Trecho fornecido:
▬▬▬▬▬▬▬▬▬▬
17 de nov. de 2012

A PROVA DO CRIME E A TEORIA DO DOMÍNIO DO FATO


É FALSA A POLÊMICA DE QUE A TEORIA DO DOMÍNIO DO FATO DISPENSA A PROVA

Nacir Sales

O Ministro Ricardo Lewandowski, ao julgar José Dirceu no caso do Mensalão, referiu-se à Teoria do Domínio do Fato como sendo uma doutrina que diminui o campo da prova na medida que amplia o espaço para o arbítrio. Ao repetir incansavelmente o bordão “vou julgar conforme a prova dos autos”, o Ministro Revisor dizia sem dizer que seus colegas estavam a julgar contra a prova dos autos, ou mesmo, condenando sem provas. A imputação causou reação e os apartes dos Ministros confrontados ficaram como um momento quente no plenário da Corte.

Ministro condena os votos condenatórios

O Revisor concluiu que o Ministro José Dirceu estava sendo condenado pela aplicação da Teoria do Domínio do Fato, e não pelas provas dos autos. Dai, passou a condenar a teoria que fundamentava os votos condenatórios: condenando a teoria condenatória, absolvia o réu.
▬▬▬▬▬▬▬▬▬▬
Dados apresentados:
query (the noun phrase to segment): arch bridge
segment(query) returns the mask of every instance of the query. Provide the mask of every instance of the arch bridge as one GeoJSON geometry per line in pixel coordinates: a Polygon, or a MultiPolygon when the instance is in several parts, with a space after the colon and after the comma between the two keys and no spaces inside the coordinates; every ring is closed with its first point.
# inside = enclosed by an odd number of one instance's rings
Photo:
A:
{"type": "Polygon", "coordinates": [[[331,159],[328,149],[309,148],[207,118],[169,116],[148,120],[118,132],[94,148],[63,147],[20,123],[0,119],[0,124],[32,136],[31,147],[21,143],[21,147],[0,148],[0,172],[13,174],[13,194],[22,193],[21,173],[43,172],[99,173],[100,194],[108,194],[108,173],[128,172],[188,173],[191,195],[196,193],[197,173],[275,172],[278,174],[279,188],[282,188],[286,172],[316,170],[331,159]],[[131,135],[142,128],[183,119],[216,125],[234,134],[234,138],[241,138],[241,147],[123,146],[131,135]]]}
▬▬▬▬▬▬▬▬▬▬
Atualize o trecho do texto sobre a Teoria do Domínio do Fato, começando em "O Ministro Ricardo" e indo até "plenário da Corte.", trocando "bordão" por "refrão". As entradas são um material separado do texto.

Resultado do exercício:
O Ministro Ricardo Lewandowski, ao julgar José Dirceu no caso do Mensalão, referiu-se à Teoria do Domínio do Fato como sendo uma doutrina que diminui o campo da prova na medida que amplia o espaço para o arbítrio. Ao repetir incansavelmente o refrão “vou julgar conforme a prova dos autos”, o Ministro Revisor dizia sem dizer que seus colegas estavam a julgar contra a prova dos autos, ou mesmo, condenando sem provas. A imputação causou reação e os apartes dos Ministros confrontados ficaram como um momento quente no plenário da Corte.